**Objective**
Transcribe all of the material below line for line, leaving out the pictures.

**Recorded information**
§

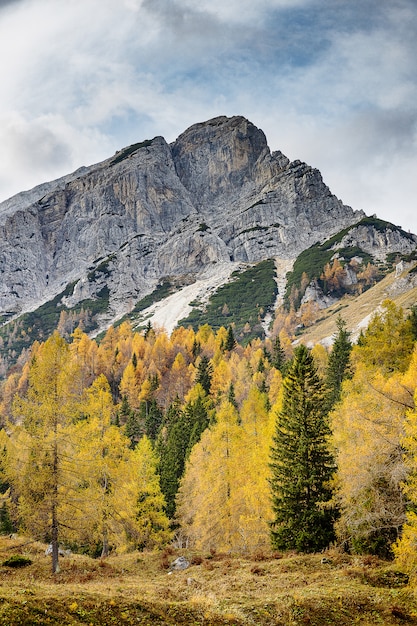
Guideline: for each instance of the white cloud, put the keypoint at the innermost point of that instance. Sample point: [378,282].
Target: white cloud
[333,84]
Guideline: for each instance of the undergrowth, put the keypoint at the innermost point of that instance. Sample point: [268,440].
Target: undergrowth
[267,589]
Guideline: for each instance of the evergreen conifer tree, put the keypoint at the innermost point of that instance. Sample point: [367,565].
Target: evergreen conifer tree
[338,365]
[278,355]
[301,463]
[230,340]
[204,373]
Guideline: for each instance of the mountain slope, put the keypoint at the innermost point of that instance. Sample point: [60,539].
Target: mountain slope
[114,238]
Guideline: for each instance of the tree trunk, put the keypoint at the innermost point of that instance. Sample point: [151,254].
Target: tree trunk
[54,529]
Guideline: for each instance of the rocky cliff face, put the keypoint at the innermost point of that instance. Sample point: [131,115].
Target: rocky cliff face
[215,196]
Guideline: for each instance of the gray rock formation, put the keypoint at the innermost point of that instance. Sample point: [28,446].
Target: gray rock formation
[215,195]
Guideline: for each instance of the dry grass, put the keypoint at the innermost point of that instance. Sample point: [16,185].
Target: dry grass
[355,309]
[215,590]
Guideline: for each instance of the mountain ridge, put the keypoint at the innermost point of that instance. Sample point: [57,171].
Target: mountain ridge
[109,235]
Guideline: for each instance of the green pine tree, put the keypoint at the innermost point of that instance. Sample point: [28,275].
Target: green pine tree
[172,447]
[301,463]
[338,365]
[204,373]
[230,340]
[278,355]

§

**Full solution**
Guideline: for each instance of the white cloud, put the keypoint at the innermost point of that instance. Sample point: [378,282].
Target: white cloud
[333,84]
Guideline: for each instance of the undergrowth, put the keypoint at the innermost point of that instance. Sample point: [268,440].
Target: undergrowth
[267,589]
Guideline: for each instance of the evergreen conifer tree, put the keypoint at the innermost point of that instance. Sample point: [367,565].
Target: evergreen conifer tree
[338,365]
[278,355]
[301,463]
[230,340]
[204,373]
Guideline: for each instance of the mountain slope, put the keypoint at the innermost point of that instance. Sample point: [60,539].
Target: mountain slope
[114,238]
Guideline: for each instance of the tree trunk, put the keypoint at the innermost point of that instance. Sample point: [151,254].
Target: tree trunk
[54,529]
Guideline: for each instance of the rocky cliff face, put the keypoint at the innermost point of that instance. Sample point: [131,115].
Target: rocky cliff face
[215,196]
Guideline: for each instance of the gray rock formation, put the keypoint at the innermost point of that instance. Sample point: [28,446].
Target: gray rock formation
[215,195]
Guideline: for each instance of the dry grass, put the keypoint at the innermost point of that instance. Sample point: [16,185].
Target: dry grass
[355,309]
[215,590]
Guideline: for each instance of the mountain ridge, put the keypoint at the innermost point of that instance. Sample point: [57,171].
Target: mountain ridge
[109,235]
Guideline: for each instance of the green pine tree, put the keypoint at the innermost point of that instance. Sample point: [28,275].
Target: green pine tree
[172,447]
[301,463]
[338,365]
[204,373]
[230,340]
[278,355]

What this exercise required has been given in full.